TASK INSTRUCTIONS:
Record by record, give the entire listing again exactly.

»»

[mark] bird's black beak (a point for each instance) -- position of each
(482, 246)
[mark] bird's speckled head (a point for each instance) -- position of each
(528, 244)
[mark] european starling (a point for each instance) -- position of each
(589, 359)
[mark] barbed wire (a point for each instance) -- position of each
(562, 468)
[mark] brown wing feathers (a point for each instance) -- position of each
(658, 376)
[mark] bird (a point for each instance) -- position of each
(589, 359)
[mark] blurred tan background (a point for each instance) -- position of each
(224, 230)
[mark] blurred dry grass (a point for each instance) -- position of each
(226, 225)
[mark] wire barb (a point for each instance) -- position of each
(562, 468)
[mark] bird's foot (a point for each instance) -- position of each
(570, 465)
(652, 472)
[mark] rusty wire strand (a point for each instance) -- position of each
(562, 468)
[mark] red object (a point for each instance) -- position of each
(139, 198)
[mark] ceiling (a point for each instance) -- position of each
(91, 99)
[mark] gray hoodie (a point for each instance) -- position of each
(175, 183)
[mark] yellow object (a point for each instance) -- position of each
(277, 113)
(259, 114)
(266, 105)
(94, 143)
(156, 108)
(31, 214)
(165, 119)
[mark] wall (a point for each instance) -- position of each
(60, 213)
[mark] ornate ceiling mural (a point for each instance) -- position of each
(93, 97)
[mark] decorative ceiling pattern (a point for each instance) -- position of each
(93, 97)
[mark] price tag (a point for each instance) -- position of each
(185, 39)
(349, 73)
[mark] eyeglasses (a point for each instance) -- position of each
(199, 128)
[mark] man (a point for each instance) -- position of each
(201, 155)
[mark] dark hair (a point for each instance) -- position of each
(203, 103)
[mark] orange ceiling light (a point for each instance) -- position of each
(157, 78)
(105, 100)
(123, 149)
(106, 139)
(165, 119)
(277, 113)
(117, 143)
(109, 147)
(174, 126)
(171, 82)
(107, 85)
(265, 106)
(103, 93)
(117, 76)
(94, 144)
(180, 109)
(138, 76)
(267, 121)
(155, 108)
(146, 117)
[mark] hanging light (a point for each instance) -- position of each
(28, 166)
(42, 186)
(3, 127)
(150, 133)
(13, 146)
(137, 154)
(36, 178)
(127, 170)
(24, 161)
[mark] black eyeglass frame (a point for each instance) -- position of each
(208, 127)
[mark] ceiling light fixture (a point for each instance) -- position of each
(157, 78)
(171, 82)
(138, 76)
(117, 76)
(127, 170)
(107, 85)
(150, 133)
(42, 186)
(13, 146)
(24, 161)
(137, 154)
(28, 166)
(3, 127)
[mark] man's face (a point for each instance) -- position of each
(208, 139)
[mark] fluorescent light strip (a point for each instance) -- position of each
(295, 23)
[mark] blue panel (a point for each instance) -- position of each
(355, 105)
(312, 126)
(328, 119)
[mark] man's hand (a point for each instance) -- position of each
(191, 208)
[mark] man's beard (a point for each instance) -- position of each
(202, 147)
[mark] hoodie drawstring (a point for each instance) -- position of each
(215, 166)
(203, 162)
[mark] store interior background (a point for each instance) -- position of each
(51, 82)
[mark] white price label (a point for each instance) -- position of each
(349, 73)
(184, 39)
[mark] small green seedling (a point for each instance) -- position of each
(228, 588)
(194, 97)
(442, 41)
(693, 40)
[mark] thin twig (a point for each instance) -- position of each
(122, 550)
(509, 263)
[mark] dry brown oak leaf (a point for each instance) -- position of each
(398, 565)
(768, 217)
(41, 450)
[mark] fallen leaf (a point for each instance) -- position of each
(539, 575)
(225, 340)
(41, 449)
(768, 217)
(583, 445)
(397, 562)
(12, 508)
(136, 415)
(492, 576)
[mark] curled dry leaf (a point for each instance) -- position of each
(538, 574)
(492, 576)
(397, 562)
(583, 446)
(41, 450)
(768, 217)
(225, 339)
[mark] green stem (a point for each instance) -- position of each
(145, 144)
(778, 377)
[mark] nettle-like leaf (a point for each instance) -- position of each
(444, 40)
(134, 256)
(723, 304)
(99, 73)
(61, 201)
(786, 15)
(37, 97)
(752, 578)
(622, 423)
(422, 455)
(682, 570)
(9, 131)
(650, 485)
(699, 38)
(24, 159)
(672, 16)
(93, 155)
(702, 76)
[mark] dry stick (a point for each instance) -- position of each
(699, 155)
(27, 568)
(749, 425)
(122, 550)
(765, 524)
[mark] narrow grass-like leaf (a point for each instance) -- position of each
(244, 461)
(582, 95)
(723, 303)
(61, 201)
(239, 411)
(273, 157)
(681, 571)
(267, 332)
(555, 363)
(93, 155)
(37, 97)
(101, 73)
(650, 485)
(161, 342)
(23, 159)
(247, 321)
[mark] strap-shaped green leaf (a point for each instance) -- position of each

««

TASK OUTPUT:
[mark] bird's black beak (a point for each instance) -- position of each
(482, 246)
[mark] bird's speckled head (a point for each instance) -- position of each
(528, 244)
[mark] european starling (a point for each instance) -- position of each
(589, 359)
[mark] barbed wire (a point for each instance) -- position of each
(562, 468)
[mark] brown wing feathers (a point for each instance) -- position of each
(658, 376)
[mark] bird (a point for each instance) -- position of each
(589, 359)
[mark] blurred tan background (a point for each instance) -- position of each
(224, 230)
[mark] blurred dry grass (a point for each instance) -- position of each
(226, 225)
[mark] wire barb (a point for each instance) -- position of each
(562, 468)
[mark] bird's foot (a point for each instance) -- position of each
(570, 465)
(652, 472)
[mark] rusty wire strand (a point for each instance) -- position of each
(562, 468)
[mark] red object (a point for each instance) -- position of each
(139, 198)
[mark] ceiling (a point for each instance) -- position of each
(91, 99)
[mark] gray hoodie (a point for each instance) -- position of each
(175, 183)
[mark] yellow object (a point for each instance) -- position of each
(277, 113)
(259, 114)
(266, 105)
(94, 143)
(156, 108)
(31, 214)
(165, 119)
[mark] wall (a point for each instance) -- position of each
(60, 213)
[mark] ornate ceiling mural (a point for each instance) -- position of each
(93, 97)
[mark] decorative ceiling pattern (a point for each instance) -- position of each
(93, 97)
[mark] price tag (a point for each instance) -- position of each
(185, 39)
(349, 73)
[mark] eyeglasses (a point for each instance) -- position of each
(199, 128)
[mark] man (a point for each instance) -- position of each
(201, 155)
[mark] dark hair (a point for each instance) -- position of each
(203, 103)
[mark] orange ceiling light (a point for each instance) -- position of each
(157, 78)
(105, 100)
(123, 149)
(106, 139)
(165, 119)
(277, 113)
(117, 143)
(109, 147)
(174, 126)
(171, 82)
(107, 85)
(265, 106)
(103, 93)
(117, 76)
(94, 144)
(180, 109)
(138, 76)
(267, 121)
(155, 108)
(146, 117)
[mark] hanging light (a point for each instance) -- position of each
(28, 166)
(42, 186)
(3, 127)
(150, 133)
(13, 146)
(137, 154)
(36, 178)
(127, 170)
(24, 161)
[mark] black eyeglass frame (a point for each instance) -- position of each
(208, 127)
[mark] ceiling light fixture (a point for each instance) -- position of each
(157, 78)
(171, 82)
(138, 76)
(117, 76)
(127, 170)
(107, 85)
(150, 133)
(42, 186)
(13, 146)
(24, 161)
(137, 154)
(28, 166)
(3, 127)
[mark] man's face (a point for each instance) -- position of each
(208, 139)
[mark] fluorescent light strip (a point for each instance) -- position of each
(295, 23)
[mark] blue panel (a point for each instance) -- position of each
(355, 105)
(312, 126)
(328, 119)
[mark] man's hand (a point for each instance) -- position of each
(191, 208)
[mark] man's beard (a point for each instance) -- position of each
(202, 147)
[mark] hoodie drawstring (a point for each instance) -- position of each
(215, 166)
(203, 162)
[mark] store interior background (a point for each instance) -- position of each
(51, 82)
[mark] white price label (a point for each instance) -- position of each
(349, 73)
(184, 39)
[mark] small green seedling (a point for each instance) -- position of each
(228, 588)
(194, 97)
(442, 41)
(693, 40)
[mark] thin twig (a point for each instance) -- position of each
(122, 550)
(509, 263)
[mark] dry brown oak leaf (a point for each instance) -- position of each
(398, 565)
(768, 217)
(41, 450)
[mark] fallen leaf (a point for each instance) -- position of each
(539, 575)
(225, 340)
(41, 449)
(768, 217)
(583, 445)
(397, 562)
(12, 508)
(136, 415)
(492, 576)
[mark] curled dry leaf (a point for each instance) -- position of each
(538, 574)
(492, 576)
(397, 562)
(583, 446)
(41, 450)
(768, 217)
(225, 339)
[mark] green stem (a point for each instance) -- position of each
(145, 144)
(778, 377)
[mark] nettle-like leaf (a point for each instance) -- position of each
(444, 40)
(134, 256)
(723, 304)
(99, 73)
(61, 201)
(786, 15)
(37, 97)
(752, 578)
(622, 423)
(422, 455)
(682, 570)
(9, 131)
(650, 485)
(699, 38)
(24, 159)
(672, 16)
(93, 155)
(702, 76)
[mark] dry stick (a point for each instance) -- position of each
(699, 155)
(27, 568)
(749, 425)
(122, 550)
(765, 524)
[mark] narrow grass-like leaf (a point for each instance) -- position of each
(244, 461)
(582, 95)
(723, 303)
(61, 201)
(239, 411)
(273, 157)
(681, 571)
(267, 332)
(555, 363)
(93, 155)
(37, 97)
(101, 73)
(650, 485)
(161, 342)
(23, 159)
(247, 321)
[mark] strap-shaped green leaf (a point for each instance) -- position of each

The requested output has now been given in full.